Task goal :: Could you rewrite the text of the items below, replacing "instance" with "object" everywhere and changing nothing else? Leave the pictures out.

The input ::
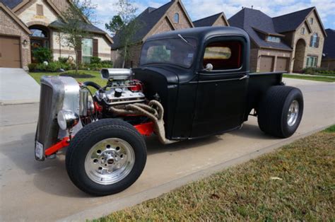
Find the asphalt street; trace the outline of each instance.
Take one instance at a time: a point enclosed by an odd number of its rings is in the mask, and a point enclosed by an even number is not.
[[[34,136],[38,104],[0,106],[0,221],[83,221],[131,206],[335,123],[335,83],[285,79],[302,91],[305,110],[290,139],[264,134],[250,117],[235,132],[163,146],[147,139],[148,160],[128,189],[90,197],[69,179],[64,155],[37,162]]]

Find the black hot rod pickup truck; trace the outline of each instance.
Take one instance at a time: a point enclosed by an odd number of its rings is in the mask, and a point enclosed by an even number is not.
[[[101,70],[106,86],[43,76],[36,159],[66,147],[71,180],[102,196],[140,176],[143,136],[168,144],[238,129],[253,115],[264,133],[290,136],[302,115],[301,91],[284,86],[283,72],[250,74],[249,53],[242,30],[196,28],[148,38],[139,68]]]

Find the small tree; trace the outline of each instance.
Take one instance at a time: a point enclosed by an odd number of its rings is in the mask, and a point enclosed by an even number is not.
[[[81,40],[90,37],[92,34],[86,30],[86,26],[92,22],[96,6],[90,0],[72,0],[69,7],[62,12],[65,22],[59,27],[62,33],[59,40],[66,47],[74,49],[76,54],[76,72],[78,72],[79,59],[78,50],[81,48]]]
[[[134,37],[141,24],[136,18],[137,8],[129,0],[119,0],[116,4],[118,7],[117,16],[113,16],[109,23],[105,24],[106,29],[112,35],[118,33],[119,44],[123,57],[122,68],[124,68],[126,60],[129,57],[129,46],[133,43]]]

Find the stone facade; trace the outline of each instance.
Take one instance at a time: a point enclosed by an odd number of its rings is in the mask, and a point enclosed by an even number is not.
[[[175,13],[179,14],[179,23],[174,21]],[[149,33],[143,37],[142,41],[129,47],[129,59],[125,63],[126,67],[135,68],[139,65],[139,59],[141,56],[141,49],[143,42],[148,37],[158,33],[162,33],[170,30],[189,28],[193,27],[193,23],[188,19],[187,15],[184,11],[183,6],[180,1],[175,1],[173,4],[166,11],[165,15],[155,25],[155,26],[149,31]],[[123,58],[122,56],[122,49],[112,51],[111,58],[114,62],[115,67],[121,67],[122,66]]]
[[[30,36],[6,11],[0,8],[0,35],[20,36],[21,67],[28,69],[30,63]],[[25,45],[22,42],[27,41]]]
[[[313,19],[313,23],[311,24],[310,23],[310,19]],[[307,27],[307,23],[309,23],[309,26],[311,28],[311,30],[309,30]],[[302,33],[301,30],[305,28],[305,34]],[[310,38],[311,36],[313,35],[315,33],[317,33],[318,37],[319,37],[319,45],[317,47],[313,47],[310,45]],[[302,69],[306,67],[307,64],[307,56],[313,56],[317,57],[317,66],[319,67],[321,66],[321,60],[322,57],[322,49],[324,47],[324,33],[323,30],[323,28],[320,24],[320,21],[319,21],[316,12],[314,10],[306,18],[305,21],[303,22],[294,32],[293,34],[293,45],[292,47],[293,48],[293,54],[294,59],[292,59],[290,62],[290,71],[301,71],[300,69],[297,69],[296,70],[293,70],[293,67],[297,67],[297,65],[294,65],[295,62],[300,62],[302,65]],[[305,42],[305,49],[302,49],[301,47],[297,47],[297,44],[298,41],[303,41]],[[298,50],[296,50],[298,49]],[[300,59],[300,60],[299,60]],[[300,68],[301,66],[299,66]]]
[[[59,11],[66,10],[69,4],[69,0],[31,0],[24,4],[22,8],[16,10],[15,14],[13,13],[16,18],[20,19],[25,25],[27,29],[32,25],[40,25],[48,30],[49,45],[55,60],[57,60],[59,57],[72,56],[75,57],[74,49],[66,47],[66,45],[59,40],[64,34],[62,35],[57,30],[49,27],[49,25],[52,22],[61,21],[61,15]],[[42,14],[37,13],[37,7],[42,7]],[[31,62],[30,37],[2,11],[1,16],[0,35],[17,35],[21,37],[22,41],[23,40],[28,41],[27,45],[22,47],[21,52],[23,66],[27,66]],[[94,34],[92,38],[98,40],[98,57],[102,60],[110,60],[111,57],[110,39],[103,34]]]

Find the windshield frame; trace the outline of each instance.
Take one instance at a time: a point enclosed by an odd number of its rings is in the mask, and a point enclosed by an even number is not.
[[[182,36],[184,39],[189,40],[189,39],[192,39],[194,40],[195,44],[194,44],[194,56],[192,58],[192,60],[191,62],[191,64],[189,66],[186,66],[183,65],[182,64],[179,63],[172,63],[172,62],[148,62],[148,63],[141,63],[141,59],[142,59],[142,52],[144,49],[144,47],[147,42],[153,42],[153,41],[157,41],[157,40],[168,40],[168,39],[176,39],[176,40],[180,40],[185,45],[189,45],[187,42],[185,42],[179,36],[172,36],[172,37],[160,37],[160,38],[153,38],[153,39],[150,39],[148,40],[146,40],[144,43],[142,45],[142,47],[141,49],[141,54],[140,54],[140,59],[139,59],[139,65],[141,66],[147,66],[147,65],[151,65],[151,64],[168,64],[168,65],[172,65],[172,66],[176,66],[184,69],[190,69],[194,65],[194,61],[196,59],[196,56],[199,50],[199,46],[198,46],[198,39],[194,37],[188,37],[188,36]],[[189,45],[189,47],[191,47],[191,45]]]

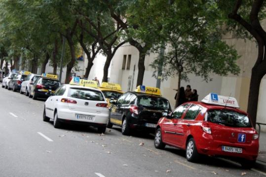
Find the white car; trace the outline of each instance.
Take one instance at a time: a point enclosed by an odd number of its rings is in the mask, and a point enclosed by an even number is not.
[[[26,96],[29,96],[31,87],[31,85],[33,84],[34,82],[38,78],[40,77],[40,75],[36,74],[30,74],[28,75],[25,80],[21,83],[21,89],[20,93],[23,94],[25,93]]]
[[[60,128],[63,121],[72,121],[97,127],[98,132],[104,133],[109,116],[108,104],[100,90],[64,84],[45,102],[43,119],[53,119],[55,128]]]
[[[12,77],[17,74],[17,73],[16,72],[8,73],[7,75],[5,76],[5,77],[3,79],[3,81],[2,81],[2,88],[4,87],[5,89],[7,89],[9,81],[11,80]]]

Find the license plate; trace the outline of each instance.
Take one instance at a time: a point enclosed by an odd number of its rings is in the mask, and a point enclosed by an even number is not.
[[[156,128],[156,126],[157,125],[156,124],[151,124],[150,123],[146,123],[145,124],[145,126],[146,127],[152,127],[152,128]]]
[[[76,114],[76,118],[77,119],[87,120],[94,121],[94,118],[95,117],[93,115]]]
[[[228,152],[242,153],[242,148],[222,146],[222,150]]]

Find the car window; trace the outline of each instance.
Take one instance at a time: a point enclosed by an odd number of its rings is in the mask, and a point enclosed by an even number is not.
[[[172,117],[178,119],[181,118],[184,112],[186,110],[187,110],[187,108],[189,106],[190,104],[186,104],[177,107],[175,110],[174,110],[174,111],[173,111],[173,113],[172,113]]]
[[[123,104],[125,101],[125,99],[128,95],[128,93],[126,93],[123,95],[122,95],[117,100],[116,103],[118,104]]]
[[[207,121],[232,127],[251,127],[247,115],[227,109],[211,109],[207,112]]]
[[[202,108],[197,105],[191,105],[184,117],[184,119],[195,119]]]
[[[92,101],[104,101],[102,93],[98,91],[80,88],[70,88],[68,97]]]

In response ::
Find the asphalt street; trace the outline of each object.
Take one object at a time: a point enclosed by an odd number of its rings is in the mask, and a point enclosed by an even number is not.
[[[34,136],[38,104],[0,106],[0,221],[83,221],[131,206],[335,123],[335,83],[285,79],[302,91],[305,110],[290,139],[264,134],[250,117],[235,132],[163,146],[147,139],[148,160],[128,189],[90,197],[69,179],[64,155],[37,162]]]

Find the black hot rod pickup truck; trace the outline of each object.
Take one object at a time: a point enclosed by an odd number of its rings is in the mask, and a point enclosed by an even number is not.
[[[101,70],[106,86],[43,76],[36,159],[66,147],[71,180],[102,196],[140,176],[143,136],[168,144],[238,129],[253,115],[264,133],[290,136],[302,115],[301,91],[284,86],[283,72],[250,74],[249,53],[242,30],[196,28],[148,38],[139,68]]]

Find the small tree; trace the outline of each object.
Take one object at a time: a point enclosed by an odd number of its rings is in the mask, and a point enclosed by an even number is not.
[[[81,40],[90,37],[92,34],[86,30],[86,26],[92,22],[96,6],[90,0],[72,0],[69,7],[62,12],[65,22],[59,27],[62,33],[59,40],[66,47],[74,49],[76,54],[76,72],[78,72],[79,59],[78,50],[81,48]]]
[[[134,37],[141,24],[136,18],[137,8],[129,0],[119,0],[116,4],[118,7],[117,16],[113,16],[109,23],[105,24],[106,29],[112,35],[118,33],[119,44],[123,57],[122,68],[124,68],[126,60],[129,57],[129,46],[133,43]]]

Find the stone facade; trace the outline of each object.
Take one object at a time: a point enclosed by an odd number of its rings is in the mask, and a point enclosed by an even number is not.
[[[175,13],[179,14],[179,23],[174,21]],[[149,33],[143,37],[142,41],[129,47],[129,59],[125,63],[126,67],[135,68],[139,65],[139,59],[141,56],[141,49],[143,42],[148,37],[158,33],[162,33],[170,30],[189,28],[193,27],[193,23],[188,19],[187,15],[184,11],[183,6],[180,1],[175,1],[173,4],[166,11],[165,15],[155,25],[155,26],[149,31]],[[123,58],[122,56],[122,49],[112,51],[111,58],[114,62],[115,67],[121,67],[122,66]]]
[[[30,36],[6,11],[0,8],[0,35],[20,36],[21,67],[28,69],[30,63]],[[25,45],[22,42],[27,41]]]
[[[313,19],[313,23],[311,24],[310,23],[310,19]],[[307,27],[307,23],[309,23],[309,26],[311,28],[311,30],[309,30]],[[302,33],[301,30],[305,28],[305,34]],[[310,38],[311,36],[313,35],[315,33],[317,33],[318,37],[319,37],[319,45],[317,47],[313,47],[310,45]],[[302,69],[306,67],[307,64],[307,56],[313,56],[317,57],[317,66],[319,67],[321,66],[321,60],[322,57],[322,49],[324,47],[324,33],[323,30],[323,28],[320,24],[320,21],[319,21],[316,12],[314,10],[306,18],[305,21],[303,22],[294,32],[293,34],[293,45],[292,47],[293,48],[293,54],[294,59],[292,59],[290,62],[290,71],[301,71],[300,69],[297,69],[296,70],[293,70],[293,67],[297,67],[297,65],[294,65],[295,62],[300,62],[302,65]],[[305,42],[305,49],[302,49],[301,47],[297,47],[297,44],[298,41],[303,41]],[[298,50],[296,50],[298,49]],[[300,59],[300,60],[299,60]],[[300,68],[301,66],[299,66]]]
[[[59,11],[66,10],[69,4],[69,0],[31,0],[24,4],[22,8],[16,10],[15,14],[13,13],[16,18],[20,19],[25,25],[27,29],[32,25],[40,25],[48,30],[49,45],[55,60],[57,60],[59,57],[72,56],[75,57],[74,49],[66,47],[66,45],[59,40],[64,34],[62,35],[57,30],[49,27],[49,25],[52,22],[61,21],[61,15]],[[42,14],[37,13],[37,7],[42,7]],[[31,62],[30,37],[2,11],[1,16],[0,35],[17,35],[21,37],[22,41],[23,40],[28,41],[27,45],[22,47],[21,52],[23,66],[27,66]],[[94,34],[92,38],[98,40],[98,57],[102,60],[110,60],[111,57],[110,39],[103,34]]]

Find the windshield frame; trace the outline of each object.
Take one object at a time: a point enclosed by an odd number of its rings is in the mask, and a point enclosed by an even number is not.
[[[182,36],[184,39],[189,40],[189,39],[192,39],[194,40],[195,44],[194,44],[194,56],[192,58],[192,60],[191,62],[191,64],[189,66],[186,66],[183,65],[182,64],[179,63],[172,63],[172,62],[148,62],[148,63],[141,63],[141,59],[142,59],[142,52],[144,49],[144,47],[147,42],[153,42],[153,41],[157,41],[157,40],[168,40],[168,39],[176,39],[176,40],[180,40],[185,45],[189,45],[187,42],[185,42],[179,36],[172,36],[172,37],[160,37],[160,38],[153,38],[153,39],[150,39],[148,40],[146,40],[144,43],[142,45],[142,47],[141,49],[141,54],[140,54],[140,59],[139,59],[139,65],[141,66],[147,66],[147,65],[151,65],[151,64],[168,64],[168,65],[172,65],[172,66],[176,66],[184,69],[190,69],[194,65],[194,61],[196,59],[196,56],[199,50],[199,46],[198,46],[198,39],[194,37],[188,37],[188,36]],[[189,45],[189,47],[191,47],[191,45]]]

Find the white car; trace the outline of each object.
Take one object at a time: a point enclosed by an odd number of its rings is in the mask, and a point enclosed by an even number is not.
[[[26,96],[29,96],[31,87],[31,85],[33,84],[34,82],[38,78],[40,77],[40,75],[36,74],[30,74],[28,75],[25,80],[21,83],[21,89],[20,93],[23,94],[25,93]]]
[[[60,128],[63,121],[72,121],[97,127],[98,132],[104,133],[109,116],[108,104],[100,90],[64,84],[45,102],[43,119],[53,119],[55,128]]]
[[[12,77],[17,74],[17,73],[16,72],[8,73],[7,75],[5,76],[5,77],[3,79],[3,81],[2,81],[2,88],[4,87],[5,89],[7,89],[9,81],[11,80]]]

Find the license plate; trace the outline of each object.
Take one object at a time: a point enclosed by an odd number of its rings is in the mask, and a point enclosed by an even number is not.
[[[156,128],[156,126],[157,125],[156,124],[151,124],[150,123],[146,123],[145,124],[145,126],[146,127],[152,127],[152,128]]]
[[[76,114],[76,118],[77,119],[87,120],[94,121],[94,118],[95,117],[93,115]]]
[[[228,152],[242,153],[242,148],[222,146],[222,150]]]

Find the car window; trace the outline of each object.
Take one object at a time: a point enclosed by an odd number of its rings is in the mask, and a point enclosed by an even number is not.
[[[172,117],[178,119],[181,118],[184,112],[186,110],[187,110],[187,108],[189,106],[190,104],[186,104],[177,107],[175,110],[174,110],[174,111],[173,111],[173,113],[172,113]]]
[[[123,104],[125,101],[125,99],[128,95],[128,93],[126,93],[123,95],[122,95],[117,100],[116,103],[118,104]]]
[[[207,121],[232,127],[251,127],[247,115],[227,109],[211,109],[207,112]]]
[[[202,108],[197,105],[191,105],[184,117],[184,119],[195,119]]]
[[[92,101],[104,101],[102,93],[98,91],[80,88],[70,88],[68,97]]]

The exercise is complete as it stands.